Exercise description:
Every entry should be duplicated verbatim, and no picture may appear in the copy.

Exercise data:
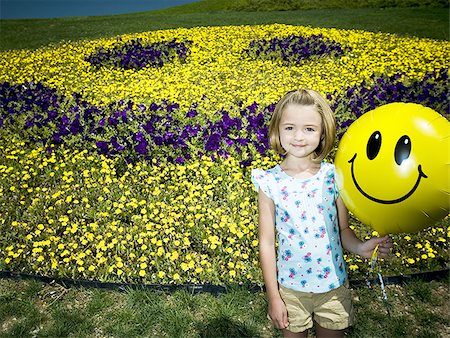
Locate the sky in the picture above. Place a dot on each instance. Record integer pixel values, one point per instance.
(41, 9)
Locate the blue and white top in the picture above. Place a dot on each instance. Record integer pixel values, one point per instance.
(310, 255)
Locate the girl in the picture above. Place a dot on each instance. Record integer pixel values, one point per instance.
(306, 281)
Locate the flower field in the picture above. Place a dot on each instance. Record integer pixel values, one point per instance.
(129, 159)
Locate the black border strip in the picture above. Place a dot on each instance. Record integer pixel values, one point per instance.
(207, 288)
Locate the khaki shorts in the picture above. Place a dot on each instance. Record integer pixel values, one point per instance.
(332, 310)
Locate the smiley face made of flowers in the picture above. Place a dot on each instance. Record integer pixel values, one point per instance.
(393, 168)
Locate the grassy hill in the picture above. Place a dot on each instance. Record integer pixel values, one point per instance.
(418, 18)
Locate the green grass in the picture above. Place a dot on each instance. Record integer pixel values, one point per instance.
(32, 309)
(430, 22)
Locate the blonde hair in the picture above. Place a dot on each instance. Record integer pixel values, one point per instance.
(305, 97)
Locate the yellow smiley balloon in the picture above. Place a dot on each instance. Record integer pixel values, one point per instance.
(393, 168)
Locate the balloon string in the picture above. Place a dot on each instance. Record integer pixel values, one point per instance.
(373, 264)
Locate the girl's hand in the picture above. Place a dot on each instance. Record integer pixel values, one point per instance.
(278, 313)
(384, 247)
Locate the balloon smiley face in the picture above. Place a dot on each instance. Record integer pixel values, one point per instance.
(393, 168)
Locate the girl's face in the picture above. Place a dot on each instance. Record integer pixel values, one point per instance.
(300, 130)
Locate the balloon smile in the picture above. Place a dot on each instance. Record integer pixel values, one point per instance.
(398, 200)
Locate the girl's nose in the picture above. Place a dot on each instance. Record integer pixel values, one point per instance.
(298, 135)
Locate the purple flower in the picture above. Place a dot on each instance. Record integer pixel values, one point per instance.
(213, 142)
(102, 147)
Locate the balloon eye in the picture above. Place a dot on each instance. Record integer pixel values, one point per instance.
(402, 149)
(374, 145)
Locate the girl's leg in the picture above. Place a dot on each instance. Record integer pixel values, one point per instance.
(321, 332)
(289, 334)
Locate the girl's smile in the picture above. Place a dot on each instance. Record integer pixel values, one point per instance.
(300, 130)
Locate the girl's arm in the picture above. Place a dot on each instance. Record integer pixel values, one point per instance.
(351, 243)
(267, 256)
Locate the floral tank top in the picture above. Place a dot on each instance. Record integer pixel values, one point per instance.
(310, 256)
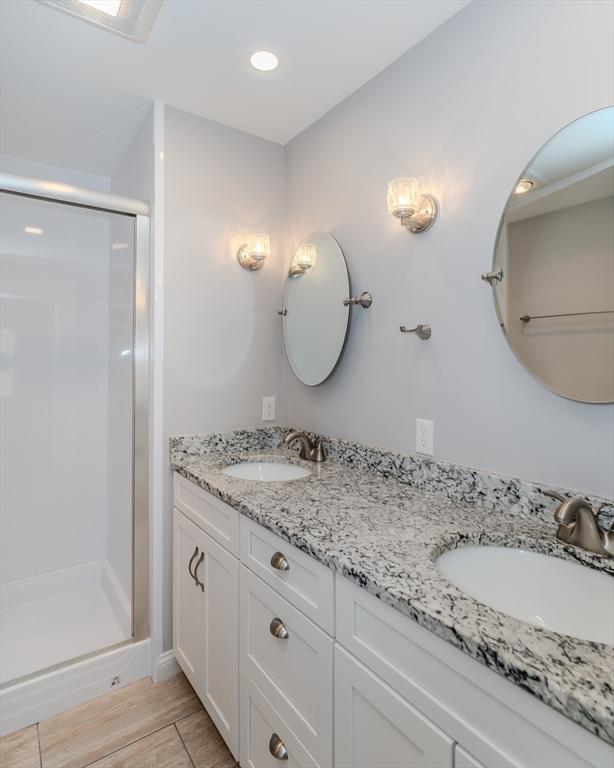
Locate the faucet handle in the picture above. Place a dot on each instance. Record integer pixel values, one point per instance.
(553, 494)
(318, 451)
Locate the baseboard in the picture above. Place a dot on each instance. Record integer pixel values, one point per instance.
(50, 693)
(166, 666)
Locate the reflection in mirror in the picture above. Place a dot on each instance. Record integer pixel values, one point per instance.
(315, 321)
(555, 246)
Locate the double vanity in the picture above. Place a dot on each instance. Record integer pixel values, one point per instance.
(382, 610)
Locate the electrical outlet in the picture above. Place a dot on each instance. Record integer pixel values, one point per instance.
(424, 436)
(268, 409)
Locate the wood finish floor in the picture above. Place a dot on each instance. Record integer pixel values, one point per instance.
(144, 725)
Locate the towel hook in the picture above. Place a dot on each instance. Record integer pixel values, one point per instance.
(365, 300)
(423, 331)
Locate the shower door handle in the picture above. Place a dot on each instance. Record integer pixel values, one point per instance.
(200, 584)
(194, 556)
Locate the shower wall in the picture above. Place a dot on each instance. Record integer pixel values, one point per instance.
(54, 388)
(102, 532)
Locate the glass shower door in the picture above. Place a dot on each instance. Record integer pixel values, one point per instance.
(66, 432)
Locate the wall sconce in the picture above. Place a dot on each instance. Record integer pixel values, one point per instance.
(252, 254)
(416, 210)
(303, 259)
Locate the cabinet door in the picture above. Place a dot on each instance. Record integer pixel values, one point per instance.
(376, 728)
(219, 573)
(205, 622)
(188, 604)
(462, 759)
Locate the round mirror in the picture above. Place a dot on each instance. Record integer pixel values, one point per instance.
(315, 322)
(553, 268)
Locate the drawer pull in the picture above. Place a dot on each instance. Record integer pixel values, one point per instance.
(279, 561)
(277, 748)
(278, 629)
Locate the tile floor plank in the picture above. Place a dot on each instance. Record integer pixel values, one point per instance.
(20, 749)
(92, 730)
(203, 742)
(162, 749)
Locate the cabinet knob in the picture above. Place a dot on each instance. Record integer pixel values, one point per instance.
(277, 748)
(194, 556)
(199, 583)
(278, 629)
(279, 561)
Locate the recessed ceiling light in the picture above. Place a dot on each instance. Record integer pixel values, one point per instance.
(106, 6)
(265, 61)
(523, 186)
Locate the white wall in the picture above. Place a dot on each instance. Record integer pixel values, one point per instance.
(464, 110)
(222, 334)
(133, 177)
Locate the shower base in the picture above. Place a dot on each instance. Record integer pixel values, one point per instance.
(60, 616)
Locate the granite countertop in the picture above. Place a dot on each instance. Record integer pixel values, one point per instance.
(385, 536)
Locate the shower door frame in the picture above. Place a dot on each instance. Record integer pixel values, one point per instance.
(139, 210)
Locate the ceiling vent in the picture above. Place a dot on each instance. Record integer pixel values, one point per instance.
(132, 19)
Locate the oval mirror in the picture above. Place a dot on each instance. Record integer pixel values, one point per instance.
(315, 322)
(553, 267)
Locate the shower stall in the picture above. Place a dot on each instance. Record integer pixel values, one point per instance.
(73, 437)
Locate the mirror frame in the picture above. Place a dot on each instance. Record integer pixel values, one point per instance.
(347, 326)
(536, 378)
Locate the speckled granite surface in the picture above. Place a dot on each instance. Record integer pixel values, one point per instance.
(381, 519)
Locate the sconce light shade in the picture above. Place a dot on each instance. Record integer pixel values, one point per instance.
(303, 259)
(403, 197)
(416, 210)
(252, 254)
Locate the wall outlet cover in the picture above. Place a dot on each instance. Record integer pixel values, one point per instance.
(424, 436)
(268, 409)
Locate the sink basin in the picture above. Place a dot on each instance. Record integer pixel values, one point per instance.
(267, 471)
(546, 591)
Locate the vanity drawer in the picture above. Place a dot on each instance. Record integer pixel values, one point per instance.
(307, 584)
(211, 514)
(295, 673)
(262, 729)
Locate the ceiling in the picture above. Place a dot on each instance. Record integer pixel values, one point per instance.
(73, 95)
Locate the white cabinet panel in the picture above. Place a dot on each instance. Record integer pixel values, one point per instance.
(263, 730)
(211, 514)
(293, 668)
(307, 584)
(188, 608)
(462, 759)
(376, 728)
(205, 623)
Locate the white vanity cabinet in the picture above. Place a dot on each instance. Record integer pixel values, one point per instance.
(375, 727)
(206, 612)
(286, 651)
(299, 666)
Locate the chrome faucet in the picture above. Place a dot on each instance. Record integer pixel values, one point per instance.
(312, 451)
(578, 525)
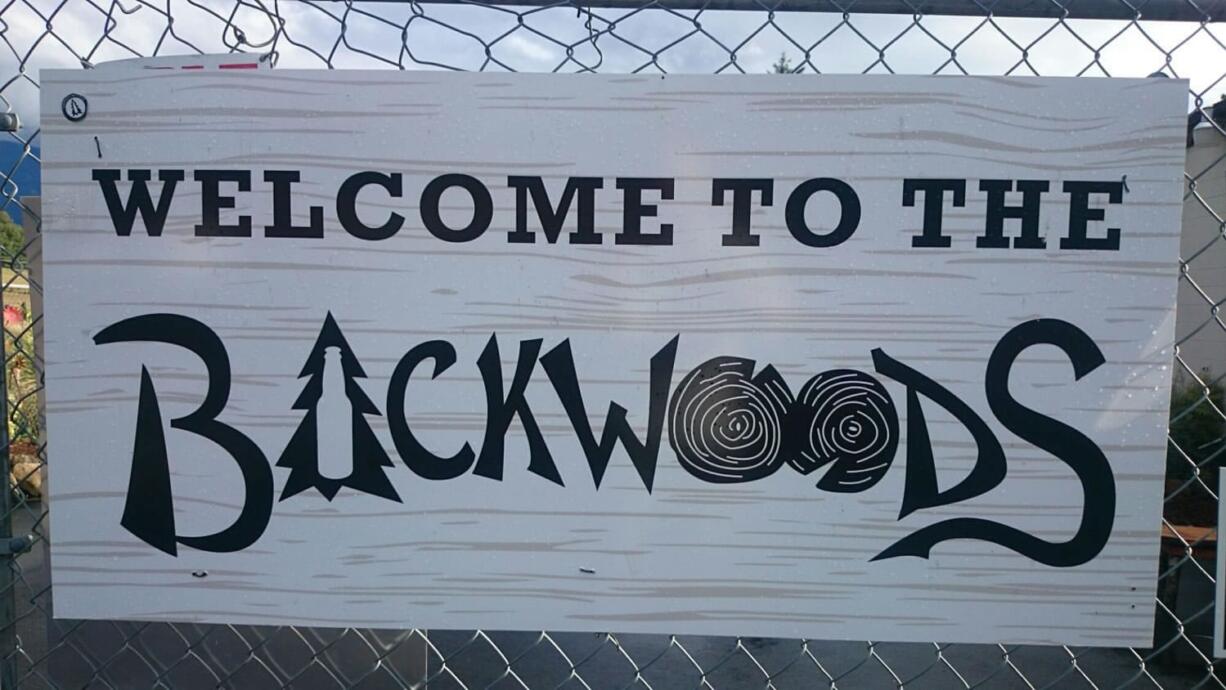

Response to this task:
Locate the sky in the picture above. Place a dot on each instance. Record integer pixel values, one point per instance.
(41, 9)
Locate the blue and white top in the picture above. Place a dot on each instance. Record integer pixel values, one point per instance.
(310, 255)
Locate the girl in the picture above. Place a dot on each instance. Record integer pixel values, one point per instance.
(306, 281)
Locate the flower field in the picture above. Place a dot on each instance. Record integer pixel values, one point per instance.
(129, 159)
Locate the black border strip in the picture above. Place a dot on each instance. Record integer pixel values, one point per instance.
(207, 288)
Locate the khaki shorts in the picture above. Place a dot on each instance. Record integer pixel values, one point per instance.
(332, 310)
Locate the smiley face made of flowers in the picture above. Place a dot on each instance. Record integer pixel values, one point per instance.
(393, 168)
Locate the grassy hill in the picture above. Place a dot on each instance. Record integer pixel values, one point per instance.
(418, 18)
Locate the green grass in the picture above. Place a dot on each instance. Record integer pixel values, one point per instance.
(32, 309)
(430, 22)
Locate the blonde hair in the picture above. Place a dot on each instance. Record integer pixel values, one point per instance.
(305, 97)
Locate the yellow smiley balloon in the picture above. Place a dot on each instance. Record integer pixel values, one point per instance.
(393, 168)
Locate the balloon string in the picture above. Place a dot on each instance. Record integer pixel values, one point per instance.
(373, 264)
Locate the girl's hand in the picture above. Place a dot on each instance. Record integer pixel values, one point per instance.
(278, 313)
(384, 247)
Locate the balloon smiley face in the picture above. Place a dot on each instance. Record integer pixel values, one point per instance.
(393, 168)
Locate the girl's face in the picture above. Place a dot on each instance. Record integer pixel values, one point per instance.
(300, 130)
Locate the balloon smile in the picture above. Place a dot on each instance. Record integer pixel values, one point per instance.
(398, 200)
Locate the girl's nose in the picture above. Place a dot on each instance. Record integer pixel values, one point per instance.
(298, 135)
Locate the purple flower in the picture above. Place a dot on each instance. Record integer pixel values, one point per instance.
(213, 142)
(102, 147)
Locate the balloon eye in the picture above. Place a dot on each instance. Record integer pixel values, one point per instance.
(402, 149)
(374, 145)
Locate the girl's leg in the picture above. Place a dot on each instance. Record integer pixel values, one point per instance.
(321, 332)
(289, 334)
Locate the girl's smile in the picture above. Place a dot on each instance. Record integer pixel values, one point per instance.
(300, 130)
Locate the girl's arm in the picture above. Place a dot on each instance. Record integer pixel values, one point per instance.
(351, 243)
(267, 256)
Locate the floral tank top in the picture above. Place a dot on each instance. Record integer pixel values, one point per instance.
(310, 256)
Locate the faucet handle in the picture above. Place a dot on each instance. Record integer pixel values, one point per instance.
(553, 494)
(318, 451)
Locate the baseboard in the picture above. Place a dot on each instance. Record integer pixel values, one point per instance.
(50, 693)
(166, 666)
Locate the reflection in mirror in the picture above. Place a dot on each instance. Record integer pixel values, one point per instance.
(315, 321)
(555, 246)
Locate the double vanity in the picture above. Place a dot on each instance. Record integer pixel values, one point per instance.
(382, 610)
Locate the electrical outlet in the picture above. Place a dot on each instance. Record integer pixel values, one point per instance.
(424, 436)
(268, 409)
Locate the wood finish floor in the picture above. Place a dot on each instance. Record integer pixel values, one point per instance.
(144, 725)
Locate the towel hook in the picture above. Place a dot on each instance. Record integer pixel values, one point per instance.
(365, 300)
(423, 331)
Locate the shower door handle in the picture above. Place a dot on each instance. Record integer pixel values, one point per instance.
(200, 584)
(194, 556)
Locate the shower wall in the picture above. Place a dot on each instance. Record integer pixel values, one point per instance.
(54, 388)
(102, 532)
Locate the glass shower door in the picture above. Place a dot on each instance. Record integer pixel values, one point per instance.
(66, 432)
Locate the wall sconce in the picture above. Place a dot on each instance. Record integer pixel values, one point per instance.
(252, 254)
(416, 210)
(303, 259)
Locate the cabinet door in the picture above. Place a dot on each instance. Record integer pixel values, one point per instance.
(376, 728)
(219, 573)
(205, 622)
(188, 604)
(462, 759)
Locate the round mirror in the picture above. Place a dot on each instance. Record integer pixel values, one point per instance.
(315, 322)
(553, 268)
Locate the drawer pull in the picture above. Place a dot on each instance. Record integer pixel values, one point per instance.
(279, 561)
(277, 748)
(278, 629)
Locate the tile floor plank in the picture above. Place a dot on each instance. Record integer pixel values, one point per instance.
(20, 749)
(92, 730)
(203, 742)
(162, 749)
Locate the cabinet knob in the picture above. Place a dot on each instance. Record integer pixel values, one point per instance.
(277, 748)
(194, 556)
(199, 583)
(278, 629)
(279, 561)
Locate the recessed ceiling light in the picture above. Place a dot on each instance. Record integer pixel values, one point per instance.
(106, 6)
(265, 61)
(523, 186)
Locate the white wall in the picture above. Place a dot on each instance. Record integer pixel values, one point per instance.
(464, 110)
(222, 334)
(133, 177)
Locate the shower base in the picture above. Place a dot on each instance. Record integer pixel values, one point per instance.
(60, 616)
Locate the granite countertop in the picture above. Place a dot on each instance. Record integer pixel values, one point per instance.
(385, 536)
Locate the shower door frame in the picture above. Place a dot on each instance. Record integer pixel values, one point per instance.
(139, 210)
Locate the ceiling vent in the picture above. Place a dot on each instance. Record integer pixel values, one point per instance.
(132, 19)
Locate the oval mirror in the picture above. Place a dot on each instance. Record integer pixel values, one point per instance.
(315, 322)
(553, 267)
Locate the shower stall in the picture above. Place a dot on each instance. Record integer pixel values, one point per instance.
(73, 437)
Locate the mirror frame in the picture above. Place a dot on each instance. Record integer pixel values, one point per instance.
(347, 326)
(536, 378)
Locate the speckled granite surface in the picture above. Place a dot on each instance. Record integer pixel values, one point per instance.
(381, 519)
Locate the sconce light shade in the picture above. Place a dot on each instance. Record integer pixel values, one point per instance.
(303, 259)
(403, 197)
(416, 210)
(252, 254)
Locate the wall outlet cover in the picture above. Place a dot on each instance. Record integer pixel values, one point per instance.
(424, 436)
(268, 409)
Locate the sink basin in the picture above. Place a dot on each instance. Record integer pixel values, one point per instance.
(267, 471)
(546, 591)
Locate the vanity drawer in the picture above. Place a dot on each instance. Record integer pixel values, one point per instance.
(307, 584)
(211, 514)
(295, 673)
(262, 729)
Locate the ceiling in the picture above. Place a dot on each instance. Record integer pixel values, one point per instance.
(73, 95)
Locate the white cabinet panel in the picture above. Place a dot on each instance. Record integer pixel values, one point per instance.
(263, 730)
(211, 514)
(293, 668)
(307, 584)
(188, 608)
(462, 759)
(376, 728)
(205, 623)
Locate the white vanity cabinet in the picture above. Place a dot on each instance. Record integer pixel values, one point per instance.
(375, 727)
(206, 612)
(286, 651)
(299, 666)
Locate the chrome faucet in the picture above. Place a dot on each instance. Record integer pixel values, one point per instance.
(312, 451)
(578, 525)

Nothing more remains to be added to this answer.